# Written task
Copy out every line exactly as given.

# Dataset records

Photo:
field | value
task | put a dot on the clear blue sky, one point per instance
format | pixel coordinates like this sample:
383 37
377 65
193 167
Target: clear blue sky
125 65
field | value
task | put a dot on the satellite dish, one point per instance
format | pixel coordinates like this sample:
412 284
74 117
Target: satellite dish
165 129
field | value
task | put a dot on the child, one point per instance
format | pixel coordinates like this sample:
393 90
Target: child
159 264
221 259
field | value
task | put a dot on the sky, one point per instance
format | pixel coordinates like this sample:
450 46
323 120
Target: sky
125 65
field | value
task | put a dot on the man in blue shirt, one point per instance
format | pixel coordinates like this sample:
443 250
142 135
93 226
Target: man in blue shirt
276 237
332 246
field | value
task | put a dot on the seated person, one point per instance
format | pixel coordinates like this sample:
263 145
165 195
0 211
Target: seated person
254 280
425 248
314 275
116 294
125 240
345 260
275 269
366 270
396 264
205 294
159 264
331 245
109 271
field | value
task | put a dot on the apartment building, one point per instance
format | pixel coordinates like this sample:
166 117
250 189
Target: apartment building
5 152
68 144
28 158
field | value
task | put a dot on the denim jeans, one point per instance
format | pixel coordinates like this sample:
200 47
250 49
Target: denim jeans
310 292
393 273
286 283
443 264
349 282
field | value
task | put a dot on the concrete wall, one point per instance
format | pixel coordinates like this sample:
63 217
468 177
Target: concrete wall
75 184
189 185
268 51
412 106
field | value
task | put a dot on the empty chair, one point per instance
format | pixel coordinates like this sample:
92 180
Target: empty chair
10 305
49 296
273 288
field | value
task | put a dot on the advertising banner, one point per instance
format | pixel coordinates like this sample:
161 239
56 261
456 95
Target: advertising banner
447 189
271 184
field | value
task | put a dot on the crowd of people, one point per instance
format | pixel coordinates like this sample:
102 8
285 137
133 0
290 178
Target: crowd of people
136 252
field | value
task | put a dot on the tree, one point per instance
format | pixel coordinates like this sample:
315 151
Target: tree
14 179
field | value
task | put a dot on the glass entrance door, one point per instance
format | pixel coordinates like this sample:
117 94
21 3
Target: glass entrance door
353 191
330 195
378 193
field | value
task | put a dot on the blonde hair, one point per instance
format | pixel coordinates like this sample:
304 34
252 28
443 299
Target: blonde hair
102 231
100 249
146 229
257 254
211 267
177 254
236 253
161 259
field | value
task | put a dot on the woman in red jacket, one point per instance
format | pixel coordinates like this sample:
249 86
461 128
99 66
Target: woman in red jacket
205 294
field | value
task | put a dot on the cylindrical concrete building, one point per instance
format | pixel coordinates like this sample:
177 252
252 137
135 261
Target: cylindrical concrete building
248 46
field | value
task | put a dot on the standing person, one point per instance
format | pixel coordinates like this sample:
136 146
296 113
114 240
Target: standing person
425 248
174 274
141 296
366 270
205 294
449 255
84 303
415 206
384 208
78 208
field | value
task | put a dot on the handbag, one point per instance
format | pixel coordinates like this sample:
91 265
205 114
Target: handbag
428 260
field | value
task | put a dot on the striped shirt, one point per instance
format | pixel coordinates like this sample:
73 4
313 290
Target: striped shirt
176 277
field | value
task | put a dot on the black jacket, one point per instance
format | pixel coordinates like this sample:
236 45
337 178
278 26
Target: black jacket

# Finished exercise
Photo:
field | value
task | put a dot on the clear blue sky, one point per instance
format | pixel coordinates like this sample:
383 37
377 65
193 167
Target: clear blue sky
125 65
field | value
task | put a dot on the satellite dish, one point per instance
format | pixel coordinates like this sample:
412 284
74 117
Target: satellite dish
165 129
field | value
task | put a dot on the child, one point per instance
format | pixel coordinates like this sample:
393 90
Target: child
159 264
221 259
field | value
task | put a dot on the sky, one point per instance
format | pixel coordinates like this sample:
450 46
323 120
Target: sky
125 65
field | value
task | put a dot on the man in blue shirt, one point per instance
format | pixel coordinates like this sample:
443 250
142 135
93 226
Target: man in blue shirt
276 237
332 246
field | value
task | put a dot on the seated person, one point per instance
format | pixel coordinates like this sample:
263 145
165 195
0 211
Target: seated person
254 280
425 248
314 275
116 294
125 240
345 260
275 269
366 270
396 264
205 294
159 264
331 245
109 271
field | value
task | put a dot on the apartment building, one point per instance
format | pixel coordinates like this sample:
166 117
250 189
Target: apartment building
5 152
68 144
28 158
field | value
task | put a dot on the denim jeans, one point per instance
format | pixel coordinates like this sample:
200 47
250 49
Target: denim jeans
310 292
393 273
286 283
443 264
349 282
field | value
task | put a dot on the concrete wall, one point per instance
format | pixel coordinates like this sample:
63 217
468 177
Target: concrete wall
75 184
189 185
268 51
412 106
field | value
task | put a dot on the empty chair, one point per instance
format | pixel coordinates like this sample:
92 180
Target: empty chair
10 305
49 296
273 288
field | value
task | put a dot on the advertising banner, one point per instance
format | pixel coordinates like this sample:
161 239
56 261
456 95
Target: advertising banner
447 189
271 184
field | value
task | put a dot on the crowd of people, one point per instance
format | pixel coordinates like this sample:
102 8
285 137
133 0
290 178
Target: crowd of people
136 252
field | value
task | put a dot on the tree, one point per instance
format | pixel coordinates like this sample:
315 151
Target: tree
14 179
field | value
task | put a dot on the glass entrance door, one point per instance
format | pixel coordinates like this sample:
117 94
21 3
Target: glass entrance door
353 191
330 195
378 193
field | value
task | put a dot on the blonde hair, one point per instance
format | pixel coordinates like this sample:
304 34
252 28
443 299
Target: blonde hair
102 231
100 249
146 229
257 254
211 267
177 254
236 253
161 259
field | value
task | put a dot on the woman in red jacket, one point per instance
format | pixel coordinates like this sample:
249 86
461 128
99 66
Target: woman in red jacket
205 294
field | value
task | put a dot on the cylindrical concrete building, one point per instance
format | pixel coordinates like this sample:
177 252
252 137
135 261
Target: cylindrical concrete building
248 46
field | value
task | put a dot on the standing person, one point per instance
format | pixel coordinates like this sample:
136 146
296 113
114 240
Target: standing person
425 248
174 274
141 296
366 270
205 294
449 255
84 303
415 206
384 208
78 208
field | value
task | put a dot on the handbag, one point per instance
format | pixel coordinates like this sample:
91 265
205 114
Target: handbag
428 260
field | value
task | put a dot on the striped shirt, one point per instance
format | pixel coordinates like this sample:
73 4
313 290
Target: striped shirt
176 277
field | value
task | put a dot on the black jacket, one point per instance
format | pixel coordinates like this sample:
236 45
337 178
278 26
Target: black jacket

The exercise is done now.